Rewrite the listing below with "even-odd" swapped for "nonzero", leaving every other character unchanged.

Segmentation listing
========================
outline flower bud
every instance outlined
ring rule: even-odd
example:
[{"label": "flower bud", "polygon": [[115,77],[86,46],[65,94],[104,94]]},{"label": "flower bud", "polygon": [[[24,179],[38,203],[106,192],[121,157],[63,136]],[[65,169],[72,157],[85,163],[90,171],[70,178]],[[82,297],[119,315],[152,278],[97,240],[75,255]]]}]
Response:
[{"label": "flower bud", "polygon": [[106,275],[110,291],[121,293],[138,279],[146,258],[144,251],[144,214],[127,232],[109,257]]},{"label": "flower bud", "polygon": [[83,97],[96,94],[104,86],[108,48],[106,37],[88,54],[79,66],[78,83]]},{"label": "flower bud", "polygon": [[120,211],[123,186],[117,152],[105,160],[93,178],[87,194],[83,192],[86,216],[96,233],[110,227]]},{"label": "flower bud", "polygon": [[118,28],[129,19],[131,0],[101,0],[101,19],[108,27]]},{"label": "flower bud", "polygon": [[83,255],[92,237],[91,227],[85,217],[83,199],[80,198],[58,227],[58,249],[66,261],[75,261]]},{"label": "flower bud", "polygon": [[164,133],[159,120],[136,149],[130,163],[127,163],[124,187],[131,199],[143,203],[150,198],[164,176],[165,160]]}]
========================
### Complete response
outline flower bud
every instance outlined
ring rule: nonzero
example:
[{"label": "flower bud", "polygon": [[115,77],[86,46],[65,94],[104,94]]},{"label": "flower bud", "polygon": [[[24,179],[38,203],[106,192],[121,157],[63,136]],[[65,169],[72,157],[85,163],[90,171],[70,178]],[[82,297],[119,315],[152,278],[97,240],[75,255]]]}]
Response:
[{"label": "flower bud", "polygon": [[106,275],[110,291],[121,293],[138,279],[146,258],[144,251],[144,214],[127,232],[109,257]]},{"label": "flower bud", "polygon": [[83,97],[96,94],[104,86],[108,48],[106,37],[88,54],[79,66],[78,83]]},{"label": "flower bud", "polygon": [[120,211],[123,186],[117,152],[105,160],[93,178],[87,194],[83,192],[86,216],[96,233],[110,227]]},{"label": "flower bud", "polygon": [[118,28],[129,19],[131,0],[101,0],[101,19],[108,27]]},{"label": "flower bud", "polygon": [[83,255],[92,237],[91,227],[85,217],[83,199],[80,198],[58,227],[58,249],[66,261],[75,261]]},{"label": "flower bud", "polygon": [[164,133],[159,120],[136,149],[130,163],[127,163],[124,187],[131,199],[143,203],[150,198],[164,176],[165,160]]}]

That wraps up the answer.